• _The exercise_: Copy each of the rows below line for line, changing nothing.

[Outline annotation rows]
-------

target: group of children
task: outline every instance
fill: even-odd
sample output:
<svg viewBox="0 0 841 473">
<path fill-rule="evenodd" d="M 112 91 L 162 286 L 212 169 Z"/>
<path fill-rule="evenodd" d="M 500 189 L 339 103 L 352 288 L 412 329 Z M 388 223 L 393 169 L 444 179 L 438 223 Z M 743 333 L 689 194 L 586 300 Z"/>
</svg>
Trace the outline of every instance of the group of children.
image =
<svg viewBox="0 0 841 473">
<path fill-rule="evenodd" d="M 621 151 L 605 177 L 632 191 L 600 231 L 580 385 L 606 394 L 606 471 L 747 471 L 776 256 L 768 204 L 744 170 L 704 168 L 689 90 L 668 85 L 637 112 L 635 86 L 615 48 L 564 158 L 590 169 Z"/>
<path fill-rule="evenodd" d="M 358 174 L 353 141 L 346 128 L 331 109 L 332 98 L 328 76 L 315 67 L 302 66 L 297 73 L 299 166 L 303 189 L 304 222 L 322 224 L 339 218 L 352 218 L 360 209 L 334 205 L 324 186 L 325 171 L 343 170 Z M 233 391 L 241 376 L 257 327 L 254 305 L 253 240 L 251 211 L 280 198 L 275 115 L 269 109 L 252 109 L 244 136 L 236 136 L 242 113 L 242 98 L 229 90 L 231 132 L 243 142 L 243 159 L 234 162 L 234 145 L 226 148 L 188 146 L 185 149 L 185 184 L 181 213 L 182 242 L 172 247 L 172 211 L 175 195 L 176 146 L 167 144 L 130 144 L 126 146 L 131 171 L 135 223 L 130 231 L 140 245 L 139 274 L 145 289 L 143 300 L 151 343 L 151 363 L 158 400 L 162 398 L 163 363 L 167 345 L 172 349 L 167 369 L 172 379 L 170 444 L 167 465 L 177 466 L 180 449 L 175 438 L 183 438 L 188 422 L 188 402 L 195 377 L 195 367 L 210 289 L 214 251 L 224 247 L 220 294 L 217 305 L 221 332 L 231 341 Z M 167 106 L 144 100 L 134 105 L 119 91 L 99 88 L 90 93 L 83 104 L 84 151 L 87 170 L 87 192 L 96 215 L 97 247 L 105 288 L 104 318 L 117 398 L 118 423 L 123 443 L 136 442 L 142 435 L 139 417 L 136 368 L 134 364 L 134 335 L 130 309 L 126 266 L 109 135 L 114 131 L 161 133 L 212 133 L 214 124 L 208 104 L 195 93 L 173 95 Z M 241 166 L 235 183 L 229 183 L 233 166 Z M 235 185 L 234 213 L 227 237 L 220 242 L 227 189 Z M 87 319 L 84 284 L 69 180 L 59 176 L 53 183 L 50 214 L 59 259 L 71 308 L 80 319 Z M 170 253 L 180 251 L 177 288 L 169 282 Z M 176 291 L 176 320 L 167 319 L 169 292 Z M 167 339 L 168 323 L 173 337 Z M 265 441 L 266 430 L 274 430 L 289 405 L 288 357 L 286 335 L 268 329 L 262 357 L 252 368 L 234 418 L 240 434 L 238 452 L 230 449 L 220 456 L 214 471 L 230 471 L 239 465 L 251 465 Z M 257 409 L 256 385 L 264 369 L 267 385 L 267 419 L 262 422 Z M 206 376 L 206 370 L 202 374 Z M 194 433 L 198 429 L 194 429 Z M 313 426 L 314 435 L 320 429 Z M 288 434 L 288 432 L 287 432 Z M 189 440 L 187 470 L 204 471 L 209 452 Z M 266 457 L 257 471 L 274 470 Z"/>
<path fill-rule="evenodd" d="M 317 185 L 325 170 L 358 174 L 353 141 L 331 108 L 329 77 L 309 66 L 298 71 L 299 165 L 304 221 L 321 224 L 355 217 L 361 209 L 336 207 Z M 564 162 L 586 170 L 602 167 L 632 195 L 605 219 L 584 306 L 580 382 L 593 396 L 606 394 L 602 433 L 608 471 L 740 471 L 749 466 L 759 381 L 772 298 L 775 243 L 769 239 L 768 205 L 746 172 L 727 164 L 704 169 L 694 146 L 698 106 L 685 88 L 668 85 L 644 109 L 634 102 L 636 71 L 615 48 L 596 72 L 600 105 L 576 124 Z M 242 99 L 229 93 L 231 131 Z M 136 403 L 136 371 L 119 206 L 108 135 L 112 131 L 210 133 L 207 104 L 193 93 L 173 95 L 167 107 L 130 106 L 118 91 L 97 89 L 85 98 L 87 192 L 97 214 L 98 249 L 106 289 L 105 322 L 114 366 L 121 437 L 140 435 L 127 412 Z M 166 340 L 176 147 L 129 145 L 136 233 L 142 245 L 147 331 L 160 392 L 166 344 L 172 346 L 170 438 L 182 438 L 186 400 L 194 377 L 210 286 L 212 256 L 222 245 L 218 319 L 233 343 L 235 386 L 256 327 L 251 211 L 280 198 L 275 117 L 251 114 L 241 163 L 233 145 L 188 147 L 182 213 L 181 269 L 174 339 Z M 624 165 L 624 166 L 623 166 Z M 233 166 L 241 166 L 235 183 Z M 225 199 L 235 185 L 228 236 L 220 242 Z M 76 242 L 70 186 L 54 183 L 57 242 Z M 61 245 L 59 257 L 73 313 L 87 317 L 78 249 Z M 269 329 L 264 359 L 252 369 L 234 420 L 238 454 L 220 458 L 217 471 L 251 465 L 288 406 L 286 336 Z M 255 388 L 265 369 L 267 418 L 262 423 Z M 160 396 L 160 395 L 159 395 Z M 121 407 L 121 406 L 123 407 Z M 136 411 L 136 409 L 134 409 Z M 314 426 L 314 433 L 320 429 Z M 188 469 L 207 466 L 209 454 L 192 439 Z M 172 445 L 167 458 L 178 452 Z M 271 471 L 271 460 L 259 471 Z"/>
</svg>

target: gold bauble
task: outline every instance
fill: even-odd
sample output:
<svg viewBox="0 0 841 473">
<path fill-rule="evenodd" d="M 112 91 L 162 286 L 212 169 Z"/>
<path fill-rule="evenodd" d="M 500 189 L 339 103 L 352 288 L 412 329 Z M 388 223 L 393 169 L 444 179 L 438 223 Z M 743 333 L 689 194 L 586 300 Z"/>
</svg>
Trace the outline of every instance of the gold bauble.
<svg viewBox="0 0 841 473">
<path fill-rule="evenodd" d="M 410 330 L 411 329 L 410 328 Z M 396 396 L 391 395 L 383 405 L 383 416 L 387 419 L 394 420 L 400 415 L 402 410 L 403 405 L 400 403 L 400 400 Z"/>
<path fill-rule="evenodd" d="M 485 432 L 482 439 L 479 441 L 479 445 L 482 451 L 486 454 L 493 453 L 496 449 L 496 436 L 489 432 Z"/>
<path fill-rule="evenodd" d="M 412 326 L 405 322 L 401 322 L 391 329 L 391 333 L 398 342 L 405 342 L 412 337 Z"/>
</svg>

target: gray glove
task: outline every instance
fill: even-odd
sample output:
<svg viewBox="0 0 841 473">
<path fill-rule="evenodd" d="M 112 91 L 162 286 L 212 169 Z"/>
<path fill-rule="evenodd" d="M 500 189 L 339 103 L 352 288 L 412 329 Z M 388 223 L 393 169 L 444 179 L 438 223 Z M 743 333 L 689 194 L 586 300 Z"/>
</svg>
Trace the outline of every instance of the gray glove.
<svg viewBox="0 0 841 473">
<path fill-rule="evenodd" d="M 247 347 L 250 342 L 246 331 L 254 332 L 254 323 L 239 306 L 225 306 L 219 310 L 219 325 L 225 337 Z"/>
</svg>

-------

• _Task answer_:
target: group of children
task: outline every instance
fill: even-odd
sample output:
<svg viewBox="0 0 841 473">
<path fill-rule="evenodd" d="M 112 91 L 162 286 L 212 169 Z"/>
<path fill-rule="evenodd" d="M 500 189 L 339 103 L 352 288 L 412 329 Z M 388 223 L 393 169 L 444 179 L 438 223 Z M 743 333 L 689 194 L 586 300 Z"/>
</svg>
Trace the outline of every instance of the group of children.
image =
<svg viewBox="0 0 841 473">
<path fill-rule="evenodd" d="M 621 151 L 605 177 L 632 191 L 600 231 L 580 385 L 606 394 L 606 471 L 747 471 L 776 256 L 768 204 L 744 170 L 704 168 L 689 90 L 668 85 L 637 112 L 635 86 L 615 48 L 564 158 L 590 169 Z"/>
<path fill-rule="evenodd" d="M 358 174 L 353 141 L 346 128 L 331 109 L 332 98 L 328 76 L 315 67 L 302 66 L 297 73 L 299 166 L 303 189 L 304 222 L 322 224 L 339 218 L 352 218 L 360 209 L 334 205 L 324 186 L 325 171 L 343 170 Z M 233 391 L 241 376 L 257 327 L 254 305 L 253 240 L 251 211 L 280 198 L 275 115 L 269 109 L 252 109 L 244 136 L 236 136 L 242 113 L 242 98 L 229 90 L 231 132 L 243 142 L 243 159 L 234 162 L 234 145 L 226 148 L 188 146 L 185 149 L 185 184 L 181 213 L 182 242 L 172 247 L 172 211 L 175 195 L 176 146 L 167 144 L 130 144 L 126 146 L 131 171 L 135 223 L 130 231 L 140 245 L 139 274 L 145 289 L 143 300 L 151 343 L 151 363 L 158 400 L 162 398 L 163 363 L 167 345 L 172 349 L 167 369 L 172 379 L 170 444 L 167 465 L 177 466 L 180 449 L 175 438 L 183 438 L 188 422 L 188 402 L 195 377 L 195 367 L 210 289 L 214 251 L 224 247 L 220 294 L 217 305 L 221 332 L 231 341 Z M 167 106 L 144 100 L 134 105 L 119 91 L 99 88 L 90 93 L 83 104 L 84 151 L 87 170 L 87 192 L 96 215 L 97 247 L 105 288 L 104 318 L 117 398 L 118 423 L 123 443 L 136 442 L 142 435 L 139 417 L 136 368 L 134 364 L 134 335 L 130 309 L 126 266 L 109 135 L 114 131 L 161 133 L 212 133 L 214 124 L 208 104 L 195 93 L 173 95 Z M 241 166 L 235 183 L 229 183 L 233 166 Z M 235 185 L 234 213 L 227 237 L 220 242 L 227 189 Z M 87 319 L 84 284 L 69 180 L 59 176 L 53 183 L 50 214 L 59 259 L 71 308 L 80 319 Z M 170 253 L 180 251 L 177 288 L 169 282 Z M 176 291 L 176 320 L 167 319 L 169 292 Z M 167 339 L 168 323 L 173 337 Z M 265 441 L 266 430 L 274 430 L 289 405 L 288 357 L 286 335 L 268 329 L 262 357 L 252 368 L 234 418 L 240 434 L 238 452 L 230 449 L 220 456 L 214 471 L 230 471 L 239 465 L 251 465 Z M 257 409 L 256 385 L 264 369 L 267 385 L 267 419 L 262 422 Z M 206 376 L 206 370 L 202 374 Z M 194 433 L 198 429 L 194 429 Z M 313 426 L 314 435 L 320 429 Z M 288 434 L 288 432 L 287 432 Z M 189 440 L 187 470 L 204 471 L 209 452 Z M 266 457 L 257 471 L 274 470 Z"/>
<path fill-rule="evenodd" d="M 317 185 L 325 170 L 358 174 L 353 141 L 331 108 L 329 77 L 309 66 L 298 71 L 299 165 L 304 221 L 321 224 L 355 217 L 361 209 L 336 207 Z M 564 162 L 586 170 L 602 167 L 632 195 L 605 219 L 584 306 L 580 382 L 593 396 L 606 394 L 602 433 L 608 471 L 740 471 L 749 466 L 759 381 L 772 298 L 775 243 L 769 239 L 768 205 L 746 172 L 727 164 L 704 169 L 694 146 L 698 106 L 685 88 L 668 85 L 644 109 L 634 102 L 636 71 L 615 48 L 596 72 L 600 105 L 576 124 Z M 242 99 L 229 93 L 231 131 Z M 136 403 L 136 371 L 119 206 L 108 135 L 112 131 L 210 133 L 207 104 L 193 93 L 173 95 L 167 107 L 130 106 L 118 91 L 97 89 L 85 98 L 87 192 L 97 214 L 98 249 L 106 289 L 105 322 L 114 366 L 121 437 L 140 435 L 127 412 Z M 166 340 L 176 147 L 129 145 L 136 233 L 142 245 L 147 331 L 160 392 L 166 344 L 172 346 L 170 438 L 182 438 L 186 400 L 194 377 L 210 286 L 212 256 L 222 245 L 218 319 L 233 343 L 235 386 L 256 327 L 251 211 L 280 198 L 275 117 L 251 114 L 241 163 L 233 145 L 188 147 L 182 213 L 181 269 L 174 339 Z M 624 165 L 624 166 L 623 166 Z M 233 166 L 241 166 L 235 183 Z M 225 199 L 235 185 L 228 236 L 220 242 Z M 76 242 L 70 186 L 54 183 L 57 242 Z M 61 245 L 59 257 L 73 313 L 87 317 L 78 249 Z M 269 329 L 264 359 L 252 369 L 234 420 L 238 454 L 220 458 L 217 471 L 251 465 L 288 406 L 286 336 Z M 255 388 L 265 369 L 267 418 L 262 423 Z M 160 396 L 160 395 L 159 395 Z M 121 407 L 121 406 L 123 407 Z M 136 411 L 136 409 L 134 409 Z M 314 426 L 314 433 L 320 429 Z M 188 469 L 207 466 L 209 454 L 192 439 Z M 172 445 L 167 458 L 178 452 Z M 271 471 L 271 460 L 259 471 Z"/>
</svg>

target: gold bauble
task: outline every instance
fill: even-odd
sample output:
<svg viewBox="0 0 841 473">
<path fill-rule="evenodd" d="M 112 91 L 162 286 L 212 169 Z"/>
<path fill-rule="evenodd" d="M 500 189 L 339 103 L 352 288 L 412 329 Z M 388 223 L 393 169 L 444 179 L 438 223 Z M 743 333 L 689 194 L 586 300 Z"/>
</svg>
Trace the outline of every instance of the gold bauble.
<svg viewBox="0 0 841 473">
<path fill-rule="evenodd" d="M 410 330 L 411 329 L 410 328 Z M 396 396 L 391 395 L 383 405 L 383 416 L 387 419 L 394 420 L 400 415 L 402 410 L 403 405 L 400 403 L 400 400 Z"/>
<path fill-rule="evenodd" d="M 485 432 L 482 439 L 479 441 L 479 445 L 482 451 L 486 454 L 493 453 L 496 449 L 496 436 L 489 432 Z"/>
<path fill-rule="evenodd" d="M 412 326 L 405 322 L 401 322 L 391 329 L 391 333 L 398 342 L 405 342 L 412 337 Z"/>
</svg>

target: gray glove
task: outline every instance
fill: even-odd
sample output:
<svg viewBox="0 0 841 473">
<path fill-rule="evenodd" d="M 112 91 L 162 286 L 212 169 Z"/>
<path fill-rule="evenodd" d="M 500 189 L 339 103 L 352 288 L 412 329 Z M 388 223 L 393 169 L 444 179 L 438 223 Z M 743 333 L 689 194 L 586 300 Z"/>
</svg>
Trace the outline of every instance of the gray glove.
<svg viewBox="0 0 841 473">
<path fill-rule="evenodd" d="M 247 347 L 250 342 L 246 331 L 254 332 L 254 323 L 239 306 L 225 306 L 219 310 L 219 325 L 225 337 Z"/>
</svg>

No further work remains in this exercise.